INPUT DATA Start Marker
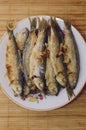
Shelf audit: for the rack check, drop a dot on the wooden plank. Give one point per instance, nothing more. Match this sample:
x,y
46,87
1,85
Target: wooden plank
x,y
73,115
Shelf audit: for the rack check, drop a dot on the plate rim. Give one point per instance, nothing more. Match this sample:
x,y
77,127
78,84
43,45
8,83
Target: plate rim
x,y
51,108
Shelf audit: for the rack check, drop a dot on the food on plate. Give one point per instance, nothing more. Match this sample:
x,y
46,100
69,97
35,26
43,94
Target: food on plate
x,y
29,45
71,56
42,59
51,82
37,58
21,38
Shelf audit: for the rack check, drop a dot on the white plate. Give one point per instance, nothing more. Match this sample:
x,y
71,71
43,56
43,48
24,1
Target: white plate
x,y
50,102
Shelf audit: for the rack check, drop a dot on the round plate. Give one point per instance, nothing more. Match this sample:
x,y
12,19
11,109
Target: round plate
x,y
50,102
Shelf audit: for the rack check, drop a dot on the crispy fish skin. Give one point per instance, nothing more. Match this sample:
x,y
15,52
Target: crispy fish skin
x,y
29,45
12,64
71,56
56,59
37,61
51,82
21,38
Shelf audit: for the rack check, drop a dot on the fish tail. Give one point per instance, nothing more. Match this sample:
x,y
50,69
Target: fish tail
x,y
70,92
67,24
43,25
33,23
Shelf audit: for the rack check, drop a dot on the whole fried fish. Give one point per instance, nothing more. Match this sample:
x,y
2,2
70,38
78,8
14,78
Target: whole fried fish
x,y
29,45
51,82
37,60
12,64
56,59
71,56
21,38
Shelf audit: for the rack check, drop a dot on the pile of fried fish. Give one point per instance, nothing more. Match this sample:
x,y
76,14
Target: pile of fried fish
x,y
42,58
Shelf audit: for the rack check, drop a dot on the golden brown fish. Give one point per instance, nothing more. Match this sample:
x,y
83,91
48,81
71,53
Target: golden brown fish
x,y
37,61
71,56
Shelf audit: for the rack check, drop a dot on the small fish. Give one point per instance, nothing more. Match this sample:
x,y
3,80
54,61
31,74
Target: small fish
x,y
37,59
12,63
21,38
29,45
51,82
56,59
71,56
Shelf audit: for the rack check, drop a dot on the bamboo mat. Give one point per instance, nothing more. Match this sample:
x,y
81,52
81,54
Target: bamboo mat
x,y
70,117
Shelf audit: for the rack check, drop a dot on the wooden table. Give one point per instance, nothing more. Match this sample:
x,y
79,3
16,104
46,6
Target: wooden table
x,y
70,117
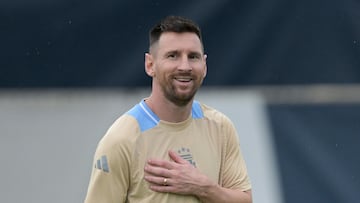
INPUT DATA End Marker
**HOW TO COMPLETE THIS TASK:** Everything in the data except the pictures must be transcribed exactly.

**RESPONSE AREA:**
Shelf audit: for the rack check, drop a dot on the wooden plank. Give one point per instance, nothing more. Match this sample:
x,y
46,87
1,85
Target: wooden plank
x,y
73,115
Shelf audit: for the rack check, drop a dot on the plate rim. Give one point per instance, nothing more. Match this sample:
x,y
77,127
78,84
43,45
8,83
Target: plate rim
x,y
51,108
Shelf audit: for the rack check, drop a dot on the food on plate. Give one point per instance, nothing more. Match this sample:
x,y
46,100
69,97
35,26
43,94
Target: food on plate
x,y
29,45
71,56
42,59
51,82
37,58
21,38
Shelf audit: for the rack check, drop a dot on the white plate. Give one point per instance, nothing more. Match this sample:
x,y
71,71
43,56
43,48
24,1
Target: white plate
x,y
50,102
Shelf audit: for the rack check, drop a dot on the round plate. Give one point per instance, nothing more. Match this sample:
x,y
12,19
11,109
Target: round plate
x,y
50,102
Shelf audit: for the rack check, drop a dot on the crispy fish skin. Give one point per instance, nothing more. Match this sample:
x,y
15,52
Target: crispy fish skin
x,y
29,45
12,64
71,56
56,59
37,61
51,82
21,38
Shelf audit: for the rack check, drop a dot on the fish tail. Give one point per instance, nothing more. Match this sample:
x,y
50,69
Target: fish tail
x,y
70,92
67,24
43,25
33,23
Shelf audit: for the rack check, drop a dot on the whole fried fish. Give one point per instance, nothing more. Match this sample:
x,y
2,2
70,38
78,8
14,78
Target: whole fried fish
x,y
29,45
51,82
37,60
12,64
56,59
71,56
21,38
Shelf audit: for the rack check, drop a dot on the pile of fried fish. Give one point per instance, nothing more. Match this sample:
x,y
76,14
Target: pile of fried fish
x,y
42,58
Shelf audit: for the rack check, drop a dot on the golden brown fish. Give one point per instance, nothing more. Match this sample:
x,y
83,91
48,81
71,53
Target: golden brown fish
x,y
37,61
71,56
Shelf audit: for the rack check, drop a dot on the small fish. Give one point per instance, nothing more. Match this sample:
x,y
3,80
54,61
31,74
Target: small fish
x,y
37,59
12,63
21,38
29,45
51,82
56,59
71,56
Shelf audit: for the rack check, drop a dot on the bamboo mat. Give one point per instance, nothing more. Match this sample:
x,y
81,52
81,54
Target: bamboo mat
x,y
70,117
Shelf audit: for the rack check, drop a dot on the wooden table. Give one point per instance, nothing more. Match this sample:
x,y
79,3
16,104
46,6
Target: wooden table
x,y
70,117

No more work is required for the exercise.